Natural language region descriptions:
....................
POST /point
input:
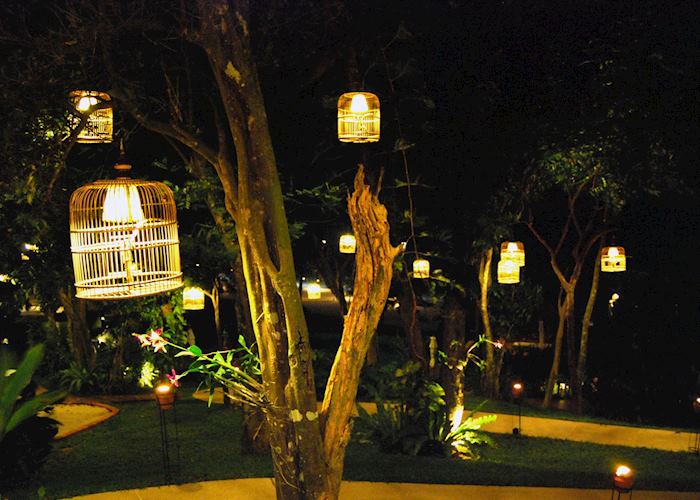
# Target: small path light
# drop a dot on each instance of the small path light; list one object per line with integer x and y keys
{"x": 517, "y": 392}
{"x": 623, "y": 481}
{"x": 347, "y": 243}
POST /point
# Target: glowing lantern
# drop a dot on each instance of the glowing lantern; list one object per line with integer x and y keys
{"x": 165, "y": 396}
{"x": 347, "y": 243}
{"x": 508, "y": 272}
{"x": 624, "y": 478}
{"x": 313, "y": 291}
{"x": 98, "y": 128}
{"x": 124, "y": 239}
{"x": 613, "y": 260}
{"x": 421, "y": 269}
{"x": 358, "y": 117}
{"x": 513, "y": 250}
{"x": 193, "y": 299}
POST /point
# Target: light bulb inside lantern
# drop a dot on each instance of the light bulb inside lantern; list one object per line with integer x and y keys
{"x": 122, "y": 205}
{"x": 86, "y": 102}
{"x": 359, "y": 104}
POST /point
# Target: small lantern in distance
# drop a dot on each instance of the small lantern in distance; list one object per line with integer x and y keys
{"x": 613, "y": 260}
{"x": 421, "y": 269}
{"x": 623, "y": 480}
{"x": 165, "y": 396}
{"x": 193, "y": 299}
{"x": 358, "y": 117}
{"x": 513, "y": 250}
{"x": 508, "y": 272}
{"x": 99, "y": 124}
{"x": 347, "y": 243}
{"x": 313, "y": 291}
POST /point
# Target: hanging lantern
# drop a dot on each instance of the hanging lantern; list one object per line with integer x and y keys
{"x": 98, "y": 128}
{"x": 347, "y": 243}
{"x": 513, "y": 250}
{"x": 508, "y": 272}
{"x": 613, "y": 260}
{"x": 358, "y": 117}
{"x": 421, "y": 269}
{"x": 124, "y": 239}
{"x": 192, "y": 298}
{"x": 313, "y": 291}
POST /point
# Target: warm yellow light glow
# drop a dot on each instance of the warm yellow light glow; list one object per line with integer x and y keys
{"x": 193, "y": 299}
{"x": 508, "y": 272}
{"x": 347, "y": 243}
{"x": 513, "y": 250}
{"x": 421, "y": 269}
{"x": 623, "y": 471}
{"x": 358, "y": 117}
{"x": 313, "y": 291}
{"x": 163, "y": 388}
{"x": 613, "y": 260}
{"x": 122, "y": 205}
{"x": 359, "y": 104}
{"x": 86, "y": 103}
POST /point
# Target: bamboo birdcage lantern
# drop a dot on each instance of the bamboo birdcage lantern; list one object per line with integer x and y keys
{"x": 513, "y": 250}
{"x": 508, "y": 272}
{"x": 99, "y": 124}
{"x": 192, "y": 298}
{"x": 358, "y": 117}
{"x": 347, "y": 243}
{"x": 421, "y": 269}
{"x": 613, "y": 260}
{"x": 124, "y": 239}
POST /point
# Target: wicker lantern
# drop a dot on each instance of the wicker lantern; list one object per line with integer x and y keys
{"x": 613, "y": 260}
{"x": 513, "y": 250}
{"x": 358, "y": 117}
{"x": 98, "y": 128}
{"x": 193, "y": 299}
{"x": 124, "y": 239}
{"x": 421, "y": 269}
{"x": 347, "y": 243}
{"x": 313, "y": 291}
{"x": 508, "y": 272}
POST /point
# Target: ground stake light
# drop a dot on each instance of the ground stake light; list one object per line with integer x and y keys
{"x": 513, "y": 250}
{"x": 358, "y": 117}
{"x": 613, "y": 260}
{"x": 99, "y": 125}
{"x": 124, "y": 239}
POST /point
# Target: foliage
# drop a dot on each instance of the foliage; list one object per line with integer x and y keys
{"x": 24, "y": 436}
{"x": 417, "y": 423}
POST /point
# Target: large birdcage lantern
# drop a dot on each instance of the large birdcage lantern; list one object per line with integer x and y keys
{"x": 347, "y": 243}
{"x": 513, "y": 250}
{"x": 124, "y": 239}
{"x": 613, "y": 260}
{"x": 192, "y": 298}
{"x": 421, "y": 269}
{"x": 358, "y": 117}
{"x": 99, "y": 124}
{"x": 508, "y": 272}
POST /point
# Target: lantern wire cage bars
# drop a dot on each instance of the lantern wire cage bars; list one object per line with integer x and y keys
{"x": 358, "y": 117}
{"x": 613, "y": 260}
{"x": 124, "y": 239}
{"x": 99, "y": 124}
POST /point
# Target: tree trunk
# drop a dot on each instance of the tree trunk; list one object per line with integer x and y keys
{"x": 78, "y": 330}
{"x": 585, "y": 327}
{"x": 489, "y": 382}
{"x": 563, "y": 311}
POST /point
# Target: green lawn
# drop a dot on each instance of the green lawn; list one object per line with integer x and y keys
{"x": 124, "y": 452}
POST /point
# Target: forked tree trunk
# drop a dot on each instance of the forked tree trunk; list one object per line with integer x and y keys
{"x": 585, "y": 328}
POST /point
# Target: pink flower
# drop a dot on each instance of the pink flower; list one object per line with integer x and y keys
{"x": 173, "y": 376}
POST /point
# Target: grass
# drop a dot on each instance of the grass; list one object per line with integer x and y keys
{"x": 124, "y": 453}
....................
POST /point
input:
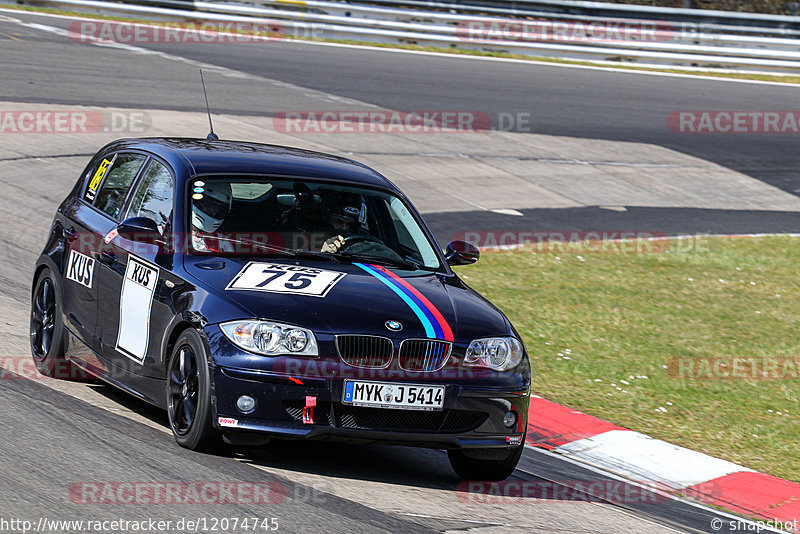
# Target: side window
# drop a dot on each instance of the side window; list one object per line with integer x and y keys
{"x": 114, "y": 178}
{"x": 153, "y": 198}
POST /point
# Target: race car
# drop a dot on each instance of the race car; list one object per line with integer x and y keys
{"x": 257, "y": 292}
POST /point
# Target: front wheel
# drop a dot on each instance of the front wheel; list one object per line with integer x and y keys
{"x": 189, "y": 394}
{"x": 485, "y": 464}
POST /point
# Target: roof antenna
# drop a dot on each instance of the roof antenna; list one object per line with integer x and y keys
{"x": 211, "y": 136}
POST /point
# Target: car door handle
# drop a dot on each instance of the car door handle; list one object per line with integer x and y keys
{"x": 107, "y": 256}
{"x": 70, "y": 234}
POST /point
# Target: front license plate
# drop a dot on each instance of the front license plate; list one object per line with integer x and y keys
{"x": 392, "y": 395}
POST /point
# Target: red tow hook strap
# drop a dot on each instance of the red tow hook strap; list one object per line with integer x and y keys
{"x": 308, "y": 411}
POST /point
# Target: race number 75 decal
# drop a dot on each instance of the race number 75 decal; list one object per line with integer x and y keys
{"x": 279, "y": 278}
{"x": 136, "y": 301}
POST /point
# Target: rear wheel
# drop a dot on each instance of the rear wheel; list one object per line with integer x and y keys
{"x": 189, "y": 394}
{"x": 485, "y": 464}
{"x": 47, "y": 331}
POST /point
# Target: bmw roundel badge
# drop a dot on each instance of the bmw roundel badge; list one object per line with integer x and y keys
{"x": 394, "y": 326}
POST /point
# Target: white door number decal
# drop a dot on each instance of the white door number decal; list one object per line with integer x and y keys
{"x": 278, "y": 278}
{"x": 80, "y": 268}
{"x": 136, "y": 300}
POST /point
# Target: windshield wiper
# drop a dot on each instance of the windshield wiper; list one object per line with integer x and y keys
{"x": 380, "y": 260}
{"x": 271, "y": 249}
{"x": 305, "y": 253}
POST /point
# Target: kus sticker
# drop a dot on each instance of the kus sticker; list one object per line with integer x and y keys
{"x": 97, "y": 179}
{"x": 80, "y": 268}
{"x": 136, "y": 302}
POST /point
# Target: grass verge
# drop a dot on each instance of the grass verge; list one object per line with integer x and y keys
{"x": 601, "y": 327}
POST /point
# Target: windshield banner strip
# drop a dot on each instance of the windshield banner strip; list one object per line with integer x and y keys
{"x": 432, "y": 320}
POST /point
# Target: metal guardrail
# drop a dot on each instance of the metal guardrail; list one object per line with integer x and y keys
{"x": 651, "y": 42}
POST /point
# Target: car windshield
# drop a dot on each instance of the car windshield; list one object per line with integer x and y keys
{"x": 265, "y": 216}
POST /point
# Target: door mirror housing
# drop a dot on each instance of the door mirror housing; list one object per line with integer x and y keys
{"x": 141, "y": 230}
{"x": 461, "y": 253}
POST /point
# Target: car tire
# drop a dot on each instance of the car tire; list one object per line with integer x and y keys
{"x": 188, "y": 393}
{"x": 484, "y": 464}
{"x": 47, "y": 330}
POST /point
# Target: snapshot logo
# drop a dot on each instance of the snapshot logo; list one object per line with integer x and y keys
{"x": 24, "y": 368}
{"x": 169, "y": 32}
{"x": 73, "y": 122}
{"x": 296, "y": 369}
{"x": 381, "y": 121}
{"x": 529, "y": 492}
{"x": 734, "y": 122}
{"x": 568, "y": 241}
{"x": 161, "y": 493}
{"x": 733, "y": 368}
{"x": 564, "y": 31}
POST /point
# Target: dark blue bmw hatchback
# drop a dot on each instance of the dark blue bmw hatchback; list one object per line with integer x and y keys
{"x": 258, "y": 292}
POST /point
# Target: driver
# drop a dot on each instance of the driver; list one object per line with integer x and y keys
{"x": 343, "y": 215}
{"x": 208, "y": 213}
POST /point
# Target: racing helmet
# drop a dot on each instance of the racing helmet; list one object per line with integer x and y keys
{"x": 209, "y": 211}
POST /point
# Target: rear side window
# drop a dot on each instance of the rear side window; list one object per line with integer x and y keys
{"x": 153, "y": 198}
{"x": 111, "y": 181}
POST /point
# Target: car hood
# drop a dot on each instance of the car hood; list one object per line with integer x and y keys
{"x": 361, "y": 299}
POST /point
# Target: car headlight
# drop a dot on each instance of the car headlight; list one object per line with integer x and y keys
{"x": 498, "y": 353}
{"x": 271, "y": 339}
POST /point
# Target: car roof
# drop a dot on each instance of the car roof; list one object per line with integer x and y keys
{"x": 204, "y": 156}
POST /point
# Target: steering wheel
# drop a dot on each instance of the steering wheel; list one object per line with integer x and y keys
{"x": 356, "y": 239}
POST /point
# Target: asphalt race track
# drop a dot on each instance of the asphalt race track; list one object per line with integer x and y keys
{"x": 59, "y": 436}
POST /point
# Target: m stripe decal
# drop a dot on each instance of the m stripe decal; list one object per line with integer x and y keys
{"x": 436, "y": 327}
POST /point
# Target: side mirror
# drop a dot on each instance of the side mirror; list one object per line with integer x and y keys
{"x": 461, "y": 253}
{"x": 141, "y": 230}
....................
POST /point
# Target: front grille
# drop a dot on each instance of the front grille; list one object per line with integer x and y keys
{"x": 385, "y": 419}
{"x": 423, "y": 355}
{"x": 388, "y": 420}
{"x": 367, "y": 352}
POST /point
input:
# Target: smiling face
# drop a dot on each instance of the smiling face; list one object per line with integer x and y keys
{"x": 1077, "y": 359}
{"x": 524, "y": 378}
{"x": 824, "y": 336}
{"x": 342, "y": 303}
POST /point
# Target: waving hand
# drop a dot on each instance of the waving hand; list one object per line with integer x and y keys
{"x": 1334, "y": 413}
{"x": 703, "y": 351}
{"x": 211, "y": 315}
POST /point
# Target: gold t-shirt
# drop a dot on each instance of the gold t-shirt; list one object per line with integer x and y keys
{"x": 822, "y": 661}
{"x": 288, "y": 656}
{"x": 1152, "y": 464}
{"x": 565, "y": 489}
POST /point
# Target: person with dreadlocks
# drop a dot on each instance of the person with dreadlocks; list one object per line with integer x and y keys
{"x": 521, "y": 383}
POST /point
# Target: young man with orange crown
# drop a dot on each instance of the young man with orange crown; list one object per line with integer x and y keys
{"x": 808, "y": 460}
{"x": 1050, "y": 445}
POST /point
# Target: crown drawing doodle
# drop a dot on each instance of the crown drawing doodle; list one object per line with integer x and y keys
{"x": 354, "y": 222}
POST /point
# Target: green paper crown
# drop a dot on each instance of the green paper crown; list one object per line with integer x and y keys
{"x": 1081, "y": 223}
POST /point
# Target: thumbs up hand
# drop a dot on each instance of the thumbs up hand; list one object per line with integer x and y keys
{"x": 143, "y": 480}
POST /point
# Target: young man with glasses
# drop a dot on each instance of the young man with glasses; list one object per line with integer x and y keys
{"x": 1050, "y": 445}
....................
* [Prompt] Going back to the entries above, set down exactly the lines that begin at the one with "# Target: driver" and end at the one with "# Target: racing helmet", both included, and nothing else.

* [Completed task]
# Target: driver
# drop a dot on each instance of the driver; list one object per line with integer x and y keys
{"x": 343, "y": 215}
{"x": 208, "y": 213}
POST /point
# Target: racing helmet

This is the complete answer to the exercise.